§ **Excerpt provided**:
--------------------

Figures A-C show the estimated autocorrelation functions for noiseless simulated rectangular-pulse and SRRC-pulse DSSS BPSK signals. Of particular importance to the paper is the fact that the autocorrelation functions are negligible (theoretically zero) for values of the lag variable \tau exceeding NT_p = NT_{chip} samples. This is due to the basic formula for the autocorrelation of pulse-amplitude-modulated signals and the fact that the PAM representation of the DSSS signal has a pulse width that is NT_p samples long (exact for rectangular, approximate for SRRC).

Figures D-F show the corresponding power spectrum estimates.

Figure A. Estimated autocorrelation functions for rectangular-pulse DSSS BPSK with various spreading-sequence lengths and eight samples per chip (as in the paper). Note that for the case of interest to the authors of [R177], the autocorrelation is negligible for \tau \ge 56.
Figure B. Estimated autocorrelation functions for SRRC-pulse DSSS BPSK with various spreading-sequence lengths and eight samples per chip (as in the paper). Note that for the case of interest to the authors of [R177], the autocorrelation is negligible for \tau \ge 56. The prominent peak is at \tau = 18.
Figure C. Estimated autocorrelation functions for the stretched periodic signal (3) with T_p = 8.
Figure D. Estimated power spectra for rectangular-pulse DSSS BPSK corresponding to the cases of Figure A. Just for fun.
Figure E. Estimated power spectra for SRRC-pulse DSSS BPSK for the cases in Figure B. Just for even more fun.

--------------------

§ **Data**:
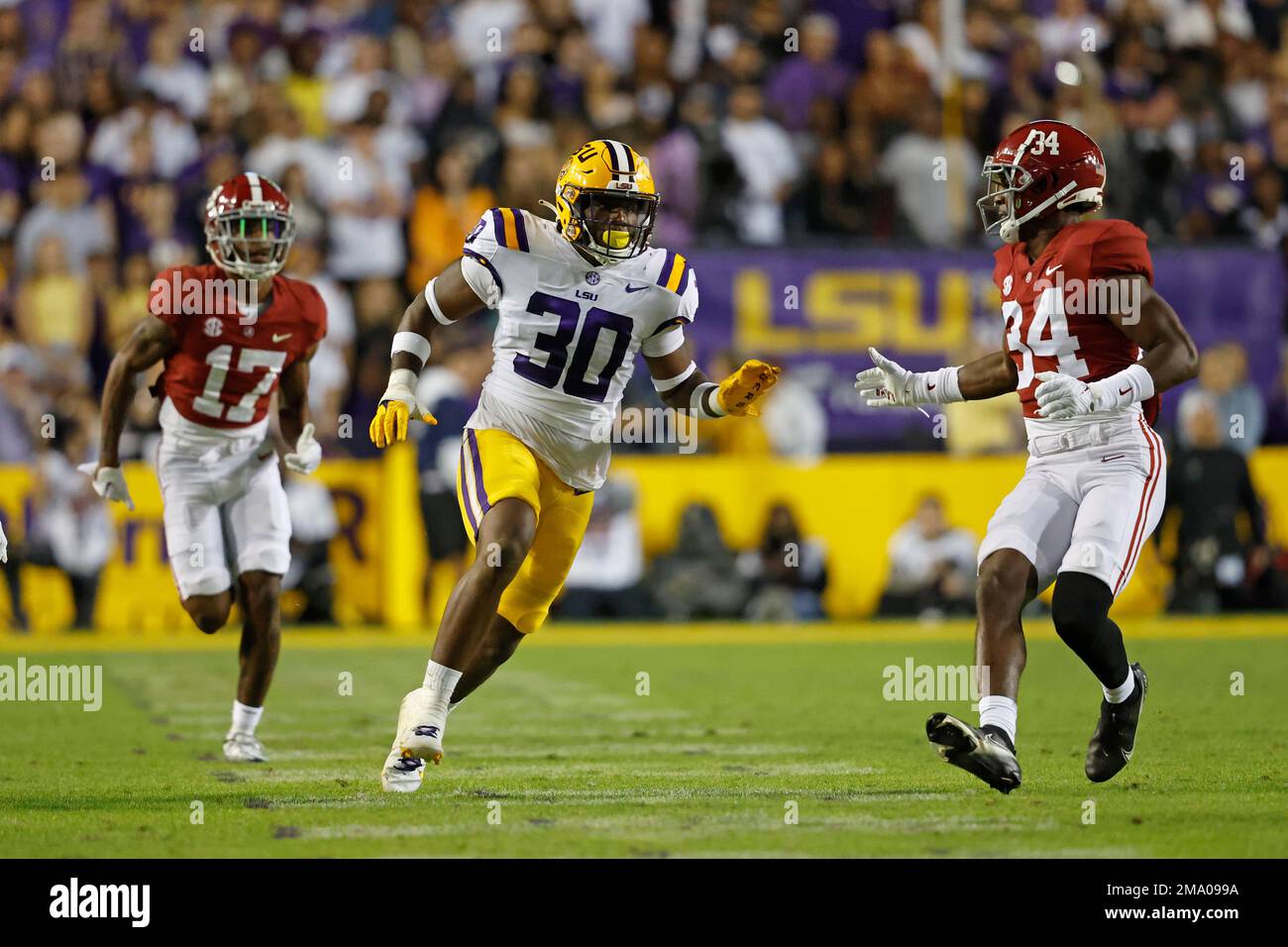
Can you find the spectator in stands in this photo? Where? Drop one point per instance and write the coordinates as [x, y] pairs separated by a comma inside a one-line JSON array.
[[1239, 406], [1218, 566], [787, 573], [698, 579], [313, 526], [71, 528], [443, 214], [767, 163], [931, 566], [923, 167], [605, 578]]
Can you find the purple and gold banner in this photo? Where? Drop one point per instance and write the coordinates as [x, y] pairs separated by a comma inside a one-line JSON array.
[[815, 312]]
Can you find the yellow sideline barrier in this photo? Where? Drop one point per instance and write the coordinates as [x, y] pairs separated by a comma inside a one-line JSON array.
[[853, 502]]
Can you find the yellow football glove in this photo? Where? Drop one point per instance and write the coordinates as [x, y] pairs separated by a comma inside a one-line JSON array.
[[398, 406], [739, 392]]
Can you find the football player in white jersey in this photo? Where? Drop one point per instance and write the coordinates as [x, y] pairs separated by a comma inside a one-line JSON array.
[[579, 296]]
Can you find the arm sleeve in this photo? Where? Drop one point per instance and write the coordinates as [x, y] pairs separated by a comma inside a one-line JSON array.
[[482, 278]]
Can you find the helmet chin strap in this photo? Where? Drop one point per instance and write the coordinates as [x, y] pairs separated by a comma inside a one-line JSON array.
[[1010, 230]]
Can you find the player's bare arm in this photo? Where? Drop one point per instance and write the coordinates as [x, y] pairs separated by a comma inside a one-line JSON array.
[[1170, 359], [990, 376], [292, 415], [1171, 356], [150, 343], [452, 299], [684, 386]]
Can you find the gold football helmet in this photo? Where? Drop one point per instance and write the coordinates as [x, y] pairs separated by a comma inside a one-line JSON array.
[[605, 201]]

--------------------

§ **Instruction 1**: In the excerpt on DSSS BPSK autocorrelation, change the part that opens with the words containing "Figure A. Estimated" and closes with "at \tau = 18.", replacing "eight samples per chip" with "four samples per chip" throughout.
§ **Instruction 2**: According to the excerpt on DSSS BPSK autocorrelation, at what lag does the prominent peak for the SRRC-pulse signals occur?
§ **Instruction 3**: Proceed with the excerpt on DSSS BPSK autocorrelation and power spectra, writing on from its final sentence.

§ **Final answer 1**:
Figure A. Estimated autocorrelation functions for rectangular-pulse DSSS BPSK with various spreading-sequence lengths and four samples per chip (as in the paper). Note that for the case of interest to the authors of [R177], the autocorrelation is negligible for \tau \ge 56.
Figure B. Estimated autocorrelation functions for SRRC-pulse DSSS BPSK with various spreading-sequence lengths and four samples per chip (as in the paper). Note that for the case of interest to the authors of [R177], the autocorrelation is negligible for \tau \ge 56. The prominent peak is at \tau = 18.

§ **Final answer 2**: At τ = 18.

§ **Final answer 3**:
Figure F. Estimated power spectra for the stretched periodic MLSR sequence (3) corresponding to the cases in Figure C. Note here that the stretched signal is periodic, so that the power spectra contain only impulsive components, which are smoothed into rectangles here due to the use of the FSM.

End of Interlude: Back to the Paper

The authors then present something they characterize as a ‘traditional autocorrelation-based DSSS detector,’ but which is really just a mixed-up detection scheme based on the erroneous idea that the autocorrelation for DSSS is periodic. So we see in Figures 9-10 this idea that you have to look in different \tau intervals of the autocorrelation function to gather up the peaks, as if they were operating on, say, Figure C instead of Figure A or B.

Figure 9. Description of supposed ‘traditional autocorrelation’ method of DSSS detection (continued in Figure 10).
Figure 10. Continued from Figure 9. Description of supposed ‘traditional autocorrelation’ approach to detecting DSSS signals. I can’t figure out what v refers to.

In Figures 11-12, we see that the authors want to truncate the autocorrelation that is used as a neural-network input so that the complexity of the inference is reduced (and training is easier too). Again we see this idea that the DSSS autocorrelation function has a peak in “the PN code period.” In reality, it has a dominant peak at \tau=0 representing the sum of the noise and signal powers, and lesser peaks out to |\tau| < NT_p.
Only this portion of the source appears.